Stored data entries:
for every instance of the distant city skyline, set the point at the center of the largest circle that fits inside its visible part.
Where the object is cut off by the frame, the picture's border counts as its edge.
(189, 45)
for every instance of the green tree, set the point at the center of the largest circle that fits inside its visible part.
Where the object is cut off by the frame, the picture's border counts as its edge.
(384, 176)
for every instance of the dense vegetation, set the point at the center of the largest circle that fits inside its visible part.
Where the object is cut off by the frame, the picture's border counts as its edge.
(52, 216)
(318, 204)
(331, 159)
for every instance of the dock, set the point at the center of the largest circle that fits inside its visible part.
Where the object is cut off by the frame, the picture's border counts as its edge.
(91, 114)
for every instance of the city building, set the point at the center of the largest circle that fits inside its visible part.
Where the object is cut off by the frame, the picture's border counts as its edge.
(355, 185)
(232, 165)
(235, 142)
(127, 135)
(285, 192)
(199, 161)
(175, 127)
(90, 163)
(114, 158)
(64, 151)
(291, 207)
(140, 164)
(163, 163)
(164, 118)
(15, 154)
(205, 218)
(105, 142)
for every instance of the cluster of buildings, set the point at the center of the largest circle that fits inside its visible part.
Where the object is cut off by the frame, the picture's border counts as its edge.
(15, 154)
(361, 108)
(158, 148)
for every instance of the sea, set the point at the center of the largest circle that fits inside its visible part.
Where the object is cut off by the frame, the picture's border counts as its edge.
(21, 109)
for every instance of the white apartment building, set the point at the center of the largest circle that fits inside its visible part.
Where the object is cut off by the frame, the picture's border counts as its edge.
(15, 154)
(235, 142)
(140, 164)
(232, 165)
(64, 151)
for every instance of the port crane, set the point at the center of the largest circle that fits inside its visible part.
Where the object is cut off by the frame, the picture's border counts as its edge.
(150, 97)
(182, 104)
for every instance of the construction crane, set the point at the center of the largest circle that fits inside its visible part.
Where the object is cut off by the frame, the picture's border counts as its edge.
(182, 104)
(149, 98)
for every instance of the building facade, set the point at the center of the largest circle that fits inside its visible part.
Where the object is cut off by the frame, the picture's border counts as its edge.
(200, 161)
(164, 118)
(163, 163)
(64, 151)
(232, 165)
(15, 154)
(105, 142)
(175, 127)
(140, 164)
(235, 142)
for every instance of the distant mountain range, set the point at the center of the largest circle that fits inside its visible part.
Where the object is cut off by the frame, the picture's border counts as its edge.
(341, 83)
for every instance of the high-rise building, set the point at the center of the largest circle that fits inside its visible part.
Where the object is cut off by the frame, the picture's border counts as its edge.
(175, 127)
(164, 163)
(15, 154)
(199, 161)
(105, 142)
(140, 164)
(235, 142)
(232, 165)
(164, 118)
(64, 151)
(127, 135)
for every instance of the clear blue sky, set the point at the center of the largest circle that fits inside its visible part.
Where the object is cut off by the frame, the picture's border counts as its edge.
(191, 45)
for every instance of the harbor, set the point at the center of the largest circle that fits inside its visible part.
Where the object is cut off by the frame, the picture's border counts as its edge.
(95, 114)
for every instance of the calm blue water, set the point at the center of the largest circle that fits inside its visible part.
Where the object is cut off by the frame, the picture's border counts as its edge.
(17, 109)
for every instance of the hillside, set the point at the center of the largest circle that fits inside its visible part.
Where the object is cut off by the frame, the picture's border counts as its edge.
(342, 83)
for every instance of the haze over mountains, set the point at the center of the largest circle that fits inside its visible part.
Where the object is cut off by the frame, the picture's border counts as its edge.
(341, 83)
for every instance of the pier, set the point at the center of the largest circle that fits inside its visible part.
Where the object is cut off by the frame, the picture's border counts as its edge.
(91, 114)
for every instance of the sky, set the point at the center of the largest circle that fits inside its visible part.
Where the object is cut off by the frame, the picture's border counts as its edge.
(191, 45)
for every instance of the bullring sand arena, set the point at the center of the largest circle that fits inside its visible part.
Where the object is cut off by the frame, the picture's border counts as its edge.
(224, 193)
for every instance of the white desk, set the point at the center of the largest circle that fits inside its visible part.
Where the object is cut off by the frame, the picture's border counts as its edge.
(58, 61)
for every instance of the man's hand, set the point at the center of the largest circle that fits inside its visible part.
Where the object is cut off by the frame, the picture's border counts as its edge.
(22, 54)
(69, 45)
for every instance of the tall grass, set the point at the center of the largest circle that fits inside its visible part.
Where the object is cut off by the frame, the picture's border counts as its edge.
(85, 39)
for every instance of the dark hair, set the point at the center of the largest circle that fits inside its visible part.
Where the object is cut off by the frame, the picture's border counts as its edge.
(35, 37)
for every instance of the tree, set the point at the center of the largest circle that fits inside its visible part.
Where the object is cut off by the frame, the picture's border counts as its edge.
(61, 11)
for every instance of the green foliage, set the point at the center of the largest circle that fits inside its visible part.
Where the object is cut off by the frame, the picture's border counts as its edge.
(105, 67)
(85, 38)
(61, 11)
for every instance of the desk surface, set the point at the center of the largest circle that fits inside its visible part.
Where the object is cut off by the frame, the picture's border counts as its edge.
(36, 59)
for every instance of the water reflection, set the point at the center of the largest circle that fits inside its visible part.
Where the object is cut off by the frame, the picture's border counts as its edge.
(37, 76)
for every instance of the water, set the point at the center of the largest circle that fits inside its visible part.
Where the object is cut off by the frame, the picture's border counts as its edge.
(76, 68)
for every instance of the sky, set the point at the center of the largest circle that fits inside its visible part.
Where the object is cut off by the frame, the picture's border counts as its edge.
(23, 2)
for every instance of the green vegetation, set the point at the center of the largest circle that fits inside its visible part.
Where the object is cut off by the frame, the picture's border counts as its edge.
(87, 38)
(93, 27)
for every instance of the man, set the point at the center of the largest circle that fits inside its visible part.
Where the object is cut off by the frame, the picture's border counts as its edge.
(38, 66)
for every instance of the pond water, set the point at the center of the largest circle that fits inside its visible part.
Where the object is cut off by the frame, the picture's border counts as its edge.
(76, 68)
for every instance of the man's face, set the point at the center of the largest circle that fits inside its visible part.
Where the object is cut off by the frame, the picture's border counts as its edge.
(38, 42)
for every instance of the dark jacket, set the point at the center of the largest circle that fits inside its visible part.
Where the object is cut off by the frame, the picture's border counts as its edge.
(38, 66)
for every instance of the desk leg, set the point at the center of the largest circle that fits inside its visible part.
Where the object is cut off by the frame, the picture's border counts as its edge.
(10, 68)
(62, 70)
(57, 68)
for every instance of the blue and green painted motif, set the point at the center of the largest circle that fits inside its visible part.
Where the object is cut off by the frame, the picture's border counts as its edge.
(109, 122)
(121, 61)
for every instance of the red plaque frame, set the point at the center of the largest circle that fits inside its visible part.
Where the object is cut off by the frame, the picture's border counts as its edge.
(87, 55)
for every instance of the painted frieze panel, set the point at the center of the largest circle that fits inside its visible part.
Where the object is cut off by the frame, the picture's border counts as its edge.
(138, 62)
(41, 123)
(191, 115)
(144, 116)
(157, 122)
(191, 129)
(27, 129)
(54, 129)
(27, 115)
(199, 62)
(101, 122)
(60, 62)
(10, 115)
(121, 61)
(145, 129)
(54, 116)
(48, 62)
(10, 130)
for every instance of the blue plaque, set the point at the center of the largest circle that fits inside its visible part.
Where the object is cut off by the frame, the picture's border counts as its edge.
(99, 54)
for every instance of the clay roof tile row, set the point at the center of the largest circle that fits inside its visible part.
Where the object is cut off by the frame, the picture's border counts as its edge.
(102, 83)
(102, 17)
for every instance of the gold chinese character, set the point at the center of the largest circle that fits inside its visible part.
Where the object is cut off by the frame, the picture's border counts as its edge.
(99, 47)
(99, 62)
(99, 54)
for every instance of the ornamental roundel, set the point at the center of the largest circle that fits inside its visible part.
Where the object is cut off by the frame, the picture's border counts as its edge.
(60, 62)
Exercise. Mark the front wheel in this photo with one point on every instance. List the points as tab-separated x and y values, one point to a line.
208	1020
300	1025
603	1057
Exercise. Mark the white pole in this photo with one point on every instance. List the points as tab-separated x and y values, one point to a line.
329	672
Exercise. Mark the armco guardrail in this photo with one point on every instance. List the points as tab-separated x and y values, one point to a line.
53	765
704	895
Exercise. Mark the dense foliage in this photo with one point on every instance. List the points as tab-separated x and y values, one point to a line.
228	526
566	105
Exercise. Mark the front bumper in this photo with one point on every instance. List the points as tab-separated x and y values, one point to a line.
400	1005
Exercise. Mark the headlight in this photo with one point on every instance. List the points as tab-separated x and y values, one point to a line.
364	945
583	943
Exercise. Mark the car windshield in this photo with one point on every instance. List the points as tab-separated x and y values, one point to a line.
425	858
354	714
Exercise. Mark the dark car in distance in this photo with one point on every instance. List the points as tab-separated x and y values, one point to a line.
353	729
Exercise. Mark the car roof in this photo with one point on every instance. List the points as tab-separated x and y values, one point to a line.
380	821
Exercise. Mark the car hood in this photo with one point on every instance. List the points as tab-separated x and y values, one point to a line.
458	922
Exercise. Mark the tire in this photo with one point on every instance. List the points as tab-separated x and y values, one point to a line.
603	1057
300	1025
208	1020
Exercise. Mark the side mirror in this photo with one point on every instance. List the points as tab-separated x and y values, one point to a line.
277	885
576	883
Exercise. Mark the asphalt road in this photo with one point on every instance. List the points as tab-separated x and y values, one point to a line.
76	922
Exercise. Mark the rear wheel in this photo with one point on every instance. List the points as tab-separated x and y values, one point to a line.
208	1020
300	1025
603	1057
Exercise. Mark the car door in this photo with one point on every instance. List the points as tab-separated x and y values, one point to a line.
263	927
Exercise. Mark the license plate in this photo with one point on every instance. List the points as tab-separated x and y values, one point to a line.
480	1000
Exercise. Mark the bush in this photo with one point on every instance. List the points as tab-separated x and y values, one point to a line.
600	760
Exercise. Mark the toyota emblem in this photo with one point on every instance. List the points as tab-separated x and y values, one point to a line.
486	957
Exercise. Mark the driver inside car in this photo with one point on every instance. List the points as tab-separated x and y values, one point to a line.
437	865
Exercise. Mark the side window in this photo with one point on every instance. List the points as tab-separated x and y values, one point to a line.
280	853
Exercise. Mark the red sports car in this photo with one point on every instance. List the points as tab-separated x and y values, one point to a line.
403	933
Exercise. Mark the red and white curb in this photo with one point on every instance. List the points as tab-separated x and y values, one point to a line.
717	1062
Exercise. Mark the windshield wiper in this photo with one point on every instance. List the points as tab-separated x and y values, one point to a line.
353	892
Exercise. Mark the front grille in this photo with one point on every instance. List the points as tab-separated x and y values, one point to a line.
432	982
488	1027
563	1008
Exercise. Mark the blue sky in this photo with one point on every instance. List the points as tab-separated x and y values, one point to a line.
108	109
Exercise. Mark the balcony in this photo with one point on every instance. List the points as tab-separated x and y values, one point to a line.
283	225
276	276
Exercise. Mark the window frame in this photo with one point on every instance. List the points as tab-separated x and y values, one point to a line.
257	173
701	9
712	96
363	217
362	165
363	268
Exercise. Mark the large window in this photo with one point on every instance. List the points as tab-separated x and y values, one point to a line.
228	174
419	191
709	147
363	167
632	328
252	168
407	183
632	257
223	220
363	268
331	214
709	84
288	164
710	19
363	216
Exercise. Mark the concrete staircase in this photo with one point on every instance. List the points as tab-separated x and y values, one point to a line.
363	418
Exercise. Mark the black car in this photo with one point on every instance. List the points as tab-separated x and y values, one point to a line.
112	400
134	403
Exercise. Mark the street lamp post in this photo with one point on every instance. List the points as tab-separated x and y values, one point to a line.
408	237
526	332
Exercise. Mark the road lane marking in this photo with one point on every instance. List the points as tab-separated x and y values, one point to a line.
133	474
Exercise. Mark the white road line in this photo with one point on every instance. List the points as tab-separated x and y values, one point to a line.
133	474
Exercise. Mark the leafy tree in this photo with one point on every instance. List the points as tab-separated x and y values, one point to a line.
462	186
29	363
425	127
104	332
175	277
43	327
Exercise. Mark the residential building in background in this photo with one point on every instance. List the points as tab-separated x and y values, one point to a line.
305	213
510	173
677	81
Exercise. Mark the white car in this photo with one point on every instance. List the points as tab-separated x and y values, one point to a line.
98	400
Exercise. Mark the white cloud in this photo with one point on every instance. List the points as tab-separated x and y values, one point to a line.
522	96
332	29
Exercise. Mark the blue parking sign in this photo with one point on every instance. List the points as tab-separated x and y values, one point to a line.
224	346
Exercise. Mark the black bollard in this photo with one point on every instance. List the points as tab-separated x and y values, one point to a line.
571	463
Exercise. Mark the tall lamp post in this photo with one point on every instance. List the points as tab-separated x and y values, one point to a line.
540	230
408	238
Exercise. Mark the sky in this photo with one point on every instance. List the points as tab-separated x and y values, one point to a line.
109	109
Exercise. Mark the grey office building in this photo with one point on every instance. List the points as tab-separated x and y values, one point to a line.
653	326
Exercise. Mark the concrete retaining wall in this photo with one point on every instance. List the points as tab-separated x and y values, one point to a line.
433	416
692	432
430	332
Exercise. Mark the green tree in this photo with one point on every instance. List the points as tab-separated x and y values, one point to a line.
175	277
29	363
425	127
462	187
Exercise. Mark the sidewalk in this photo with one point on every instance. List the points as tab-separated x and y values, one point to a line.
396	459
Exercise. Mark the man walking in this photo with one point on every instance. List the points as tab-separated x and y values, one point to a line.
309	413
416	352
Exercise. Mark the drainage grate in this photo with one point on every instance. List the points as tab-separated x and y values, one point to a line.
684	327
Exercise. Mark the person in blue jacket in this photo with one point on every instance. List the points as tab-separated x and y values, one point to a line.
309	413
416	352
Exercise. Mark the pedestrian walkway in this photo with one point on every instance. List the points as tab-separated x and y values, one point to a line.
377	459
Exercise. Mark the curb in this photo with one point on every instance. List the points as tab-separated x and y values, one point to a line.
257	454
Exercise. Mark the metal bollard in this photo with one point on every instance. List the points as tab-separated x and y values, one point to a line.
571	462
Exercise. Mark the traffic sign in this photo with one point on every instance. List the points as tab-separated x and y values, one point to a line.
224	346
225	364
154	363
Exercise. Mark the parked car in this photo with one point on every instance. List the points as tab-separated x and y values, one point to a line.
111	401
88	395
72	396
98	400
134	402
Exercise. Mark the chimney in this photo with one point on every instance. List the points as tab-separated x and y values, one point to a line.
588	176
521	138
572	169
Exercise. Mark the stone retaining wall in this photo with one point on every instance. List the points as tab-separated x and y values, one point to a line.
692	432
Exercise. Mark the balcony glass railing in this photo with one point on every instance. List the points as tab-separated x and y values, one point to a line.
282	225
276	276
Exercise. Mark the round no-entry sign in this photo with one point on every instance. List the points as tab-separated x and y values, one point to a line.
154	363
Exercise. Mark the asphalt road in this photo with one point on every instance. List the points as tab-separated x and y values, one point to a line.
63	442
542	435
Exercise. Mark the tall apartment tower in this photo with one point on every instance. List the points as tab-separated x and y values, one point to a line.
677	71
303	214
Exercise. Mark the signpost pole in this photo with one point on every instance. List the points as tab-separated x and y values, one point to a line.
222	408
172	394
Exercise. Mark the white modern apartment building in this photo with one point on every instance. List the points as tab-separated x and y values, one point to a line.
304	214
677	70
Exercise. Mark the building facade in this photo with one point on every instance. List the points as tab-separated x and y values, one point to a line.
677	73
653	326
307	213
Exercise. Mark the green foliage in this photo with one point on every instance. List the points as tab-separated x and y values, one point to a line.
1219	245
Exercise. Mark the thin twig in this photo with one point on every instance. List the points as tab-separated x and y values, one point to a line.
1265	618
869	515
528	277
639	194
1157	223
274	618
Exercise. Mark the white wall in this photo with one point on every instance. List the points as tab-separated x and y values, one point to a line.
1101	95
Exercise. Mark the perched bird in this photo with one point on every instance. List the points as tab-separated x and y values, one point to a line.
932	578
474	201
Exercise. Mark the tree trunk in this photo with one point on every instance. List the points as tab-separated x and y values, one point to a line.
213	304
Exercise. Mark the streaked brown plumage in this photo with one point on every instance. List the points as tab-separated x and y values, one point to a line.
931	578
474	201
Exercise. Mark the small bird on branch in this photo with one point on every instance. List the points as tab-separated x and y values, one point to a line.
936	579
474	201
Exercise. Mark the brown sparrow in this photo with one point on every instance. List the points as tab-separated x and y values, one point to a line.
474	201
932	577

# Exercise directions:
Tell how many lines in the records above carry the word "distant". Only the number should appear in the reply.

# Completed exercise:
2